_SUPPLIED TEXT_:
********************
I picked these up at a thrift store last week for $2.99. The Ferrari and the Jag have a little play wear. The Bugatti has a LOT. The Chevy is pristine and pretty nice aside from the oversize rockets on the hood..


----------



## vette-kid (May 2, 2020)

Lehigh74 said:


> I picked these up at a thrift store last week for $2.99. The Ferrari and the Jag have a little play wear. The Bugatti has a LOT. The Chevy is pristine and pretty nice aside from the oversize rockets on the hood..
> 
> View attachment 546056


Holy crap, I need to start checking the thrift store! 

Sent from my Moto Z (2) using Tapatalk


----------



## KG Bird (Jun 17, 2018)

New additions arrived yesterday, 3 motorcycles, a 1964 Dodge A-100 van and a 1960 Ford F500 delivery truck in Iron City Beer livery.


----------



## KG Bird (Jun 17, 2018)

1957 Plymouth Suburban


----------



## Stumpy (Mar 19, 2013)

An uncle had one of those circa late 70's. Wasn't much to look at until you raised the hood. It was a real sleeper. Us kids called it the "lead sled".


----------



## vette-kid (May 2, 2020)

KG Bird said:


> 1957 Plymouth Suburban
> 
> View attachment 548335


Love it!

Sent from my Moto Z (2) using Tapatalk


----------



## KG Bird (Jun 17, 2018)

Arrived yesterday

'55 Buick Century taxi









'67 Ford Galaxie state police car


----------
********************
Items taken from a data source

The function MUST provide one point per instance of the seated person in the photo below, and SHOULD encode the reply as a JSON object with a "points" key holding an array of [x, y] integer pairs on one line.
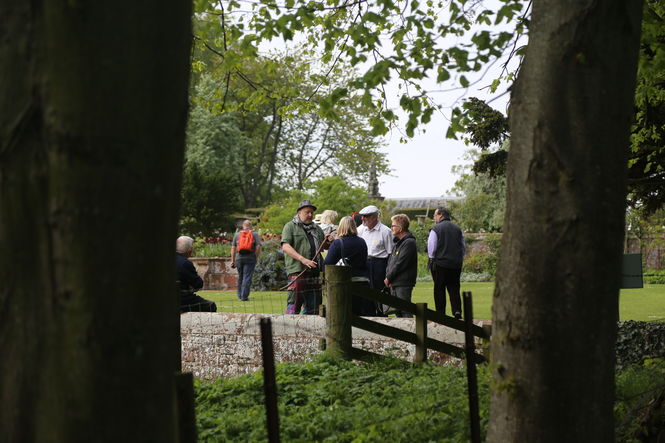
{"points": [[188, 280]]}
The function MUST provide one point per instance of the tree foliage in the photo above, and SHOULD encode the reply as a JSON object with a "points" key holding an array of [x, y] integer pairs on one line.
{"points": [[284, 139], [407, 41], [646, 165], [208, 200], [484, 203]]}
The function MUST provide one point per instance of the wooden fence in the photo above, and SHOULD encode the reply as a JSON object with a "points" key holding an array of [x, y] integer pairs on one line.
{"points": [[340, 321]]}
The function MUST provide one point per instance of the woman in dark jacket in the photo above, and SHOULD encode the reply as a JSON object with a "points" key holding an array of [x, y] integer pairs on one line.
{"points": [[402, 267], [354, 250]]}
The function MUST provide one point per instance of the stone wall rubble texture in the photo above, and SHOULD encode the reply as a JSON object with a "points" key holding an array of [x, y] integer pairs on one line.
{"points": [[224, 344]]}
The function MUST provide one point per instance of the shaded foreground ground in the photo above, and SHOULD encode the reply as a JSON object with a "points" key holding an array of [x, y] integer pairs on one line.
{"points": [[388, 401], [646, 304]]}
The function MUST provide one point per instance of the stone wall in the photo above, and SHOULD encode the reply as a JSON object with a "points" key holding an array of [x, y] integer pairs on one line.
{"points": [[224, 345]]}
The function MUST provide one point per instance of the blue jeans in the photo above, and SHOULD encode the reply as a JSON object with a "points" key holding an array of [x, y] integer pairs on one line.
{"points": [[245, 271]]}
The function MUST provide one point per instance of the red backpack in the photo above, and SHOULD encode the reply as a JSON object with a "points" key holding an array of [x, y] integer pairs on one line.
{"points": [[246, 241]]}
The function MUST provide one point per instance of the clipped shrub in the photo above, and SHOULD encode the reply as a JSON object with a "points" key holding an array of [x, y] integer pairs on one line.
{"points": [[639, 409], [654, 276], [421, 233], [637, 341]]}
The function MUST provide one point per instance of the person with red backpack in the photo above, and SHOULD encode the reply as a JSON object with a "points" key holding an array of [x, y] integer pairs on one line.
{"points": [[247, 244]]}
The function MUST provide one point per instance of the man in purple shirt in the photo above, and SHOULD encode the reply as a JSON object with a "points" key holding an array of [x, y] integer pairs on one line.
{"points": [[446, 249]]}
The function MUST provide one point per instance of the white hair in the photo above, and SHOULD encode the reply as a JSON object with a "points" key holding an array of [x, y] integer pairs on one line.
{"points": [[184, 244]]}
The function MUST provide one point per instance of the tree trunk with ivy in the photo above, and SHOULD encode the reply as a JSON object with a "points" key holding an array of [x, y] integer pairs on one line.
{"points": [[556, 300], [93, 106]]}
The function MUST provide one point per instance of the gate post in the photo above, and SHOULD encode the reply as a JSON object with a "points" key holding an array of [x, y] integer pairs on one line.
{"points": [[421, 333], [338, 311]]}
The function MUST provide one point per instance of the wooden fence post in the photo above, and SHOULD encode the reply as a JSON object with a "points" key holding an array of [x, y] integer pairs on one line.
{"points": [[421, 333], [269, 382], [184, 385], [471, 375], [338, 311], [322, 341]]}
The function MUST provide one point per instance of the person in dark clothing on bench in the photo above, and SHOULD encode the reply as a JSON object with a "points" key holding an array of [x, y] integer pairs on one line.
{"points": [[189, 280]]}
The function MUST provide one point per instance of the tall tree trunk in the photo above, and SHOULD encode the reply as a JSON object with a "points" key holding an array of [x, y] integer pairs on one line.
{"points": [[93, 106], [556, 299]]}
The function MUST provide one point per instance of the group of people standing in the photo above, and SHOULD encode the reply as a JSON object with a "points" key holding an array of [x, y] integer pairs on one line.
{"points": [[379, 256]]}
********************
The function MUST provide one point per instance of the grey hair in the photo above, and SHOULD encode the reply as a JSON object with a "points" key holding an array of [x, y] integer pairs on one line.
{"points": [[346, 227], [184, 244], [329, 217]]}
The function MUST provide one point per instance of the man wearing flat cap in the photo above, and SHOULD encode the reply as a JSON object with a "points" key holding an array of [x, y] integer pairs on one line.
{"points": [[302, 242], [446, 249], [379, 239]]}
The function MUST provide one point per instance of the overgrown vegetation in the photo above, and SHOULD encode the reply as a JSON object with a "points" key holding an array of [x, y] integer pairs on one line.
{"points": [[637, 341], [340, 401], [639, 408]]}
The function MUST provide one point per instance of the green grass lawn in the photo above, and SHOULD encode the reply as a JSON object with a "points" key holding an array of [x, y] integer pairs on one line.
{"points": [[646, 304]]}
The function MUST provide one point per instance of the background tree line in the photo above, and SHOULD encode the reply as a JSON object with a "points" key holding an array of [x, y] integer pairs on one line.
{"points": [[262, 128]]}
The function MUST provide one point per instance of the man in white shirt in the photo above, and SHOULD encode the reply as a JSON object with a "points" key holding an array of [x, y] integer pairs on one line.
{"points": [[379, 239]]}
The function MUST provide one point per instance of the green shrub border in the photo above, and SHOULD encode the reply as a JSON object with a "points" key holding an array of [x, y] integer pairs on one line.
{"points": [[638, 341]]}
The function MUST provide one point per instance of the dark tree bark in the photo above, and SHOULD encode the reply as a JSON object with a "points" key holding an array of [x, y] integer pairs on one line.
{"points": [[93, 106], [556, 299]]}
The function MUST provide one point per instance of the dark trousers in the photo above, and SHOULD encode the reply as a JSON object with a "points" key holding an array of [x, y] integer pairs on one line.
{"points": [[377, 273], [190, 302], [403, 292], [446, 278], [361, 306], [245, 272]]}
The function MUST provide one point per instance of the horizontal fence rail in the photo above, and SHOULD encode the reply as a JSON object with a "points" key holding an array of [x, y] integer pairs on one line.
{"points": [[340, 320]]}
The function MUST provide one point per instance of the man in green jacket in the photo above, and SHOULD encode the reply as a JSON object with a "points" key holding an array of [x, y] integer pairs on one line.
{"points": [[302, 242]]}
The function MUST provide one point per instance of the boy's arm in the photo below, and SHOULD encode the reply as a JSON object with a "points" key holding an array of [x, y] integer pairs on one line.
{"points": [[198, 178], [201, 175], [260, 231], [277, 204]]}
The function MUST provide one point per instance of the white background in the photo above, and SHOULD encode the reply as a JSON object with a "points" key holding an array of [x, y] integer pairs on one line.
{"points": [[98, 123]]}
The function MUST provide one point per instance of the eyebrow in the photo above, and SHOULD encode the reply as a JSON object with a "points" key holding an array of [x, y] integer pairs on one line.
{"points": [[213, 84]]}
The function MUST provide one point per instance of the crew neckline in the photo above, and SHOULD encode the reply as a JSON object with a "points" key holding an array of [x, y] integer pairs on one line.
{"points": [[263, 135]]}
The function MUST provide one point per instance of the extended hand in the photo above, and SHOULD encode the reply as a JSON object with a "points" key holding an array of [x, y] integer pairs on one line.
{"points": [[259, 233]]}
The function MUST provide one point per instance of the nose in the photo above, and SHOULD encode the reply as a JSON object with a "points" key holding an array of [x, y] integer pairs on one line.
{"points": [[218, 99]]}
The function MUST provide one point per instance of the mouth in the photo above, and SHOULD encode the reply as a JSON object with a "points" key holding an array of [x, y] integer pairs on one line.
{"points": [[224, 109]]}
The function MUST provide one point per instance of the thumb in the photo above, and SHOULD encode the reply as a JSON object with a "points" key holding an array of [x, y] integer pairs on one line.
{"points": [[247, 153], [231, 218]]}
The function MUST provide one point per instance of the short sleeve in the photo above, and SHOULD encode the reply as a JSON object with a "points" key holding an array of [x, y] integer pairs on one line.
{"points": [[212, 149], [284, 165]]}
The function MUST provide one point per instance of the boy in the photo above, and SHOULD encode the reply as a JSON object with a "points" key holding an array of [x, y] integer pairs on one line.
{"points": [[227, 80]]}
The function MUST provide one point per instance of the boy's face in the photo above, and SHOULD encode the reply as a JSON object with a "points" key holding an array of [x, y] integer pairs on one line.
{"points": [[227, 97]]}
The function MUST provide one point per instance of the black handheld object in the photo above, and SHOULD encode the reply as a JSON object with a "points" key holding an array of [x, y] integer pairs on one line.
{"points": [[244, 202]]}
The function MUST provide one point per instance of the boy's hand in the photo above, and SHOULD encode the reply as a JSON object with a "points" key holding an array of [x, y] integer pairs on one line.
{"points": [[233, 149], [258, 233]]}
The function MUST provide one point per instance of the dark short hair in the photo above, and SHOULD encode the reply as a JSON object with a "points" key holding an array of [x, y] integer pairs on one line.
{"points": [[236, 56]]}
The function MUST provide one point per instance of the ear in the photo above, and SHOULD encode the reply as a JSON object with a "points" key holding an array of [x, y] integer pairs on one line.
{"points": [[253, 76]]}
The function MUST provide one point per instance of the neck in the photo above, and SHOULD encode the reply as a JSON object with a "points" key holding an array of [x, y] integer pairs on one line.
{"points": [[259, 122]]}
********************
_PROBLEMS TO WORK ON_:
[1] Write out the part of the car thread starting at "Holy crap, I" and ending at "City Beer livery.".
[2] Put this sentence from the car thread into Spanish: "I picked these up at a thrift store last week for $2.99."
The rows have nothing to do with the car thread.

_THE RESPONSES_:
[1]
Holy crap, I need to start checking the thrift store! 

Sent from my Moto Z (2) using Tapatalk


----------



## KG Bird (Jun 17, 2018)

New additions arrived yesterday, 3 motorcycles, a 1964 Dodge A-100 van and a 1960 Ford F500 delivery truck in Iron City Beer livery.

[2] Compré estos en una tienda de segunda mano la semana pasada por $2.99.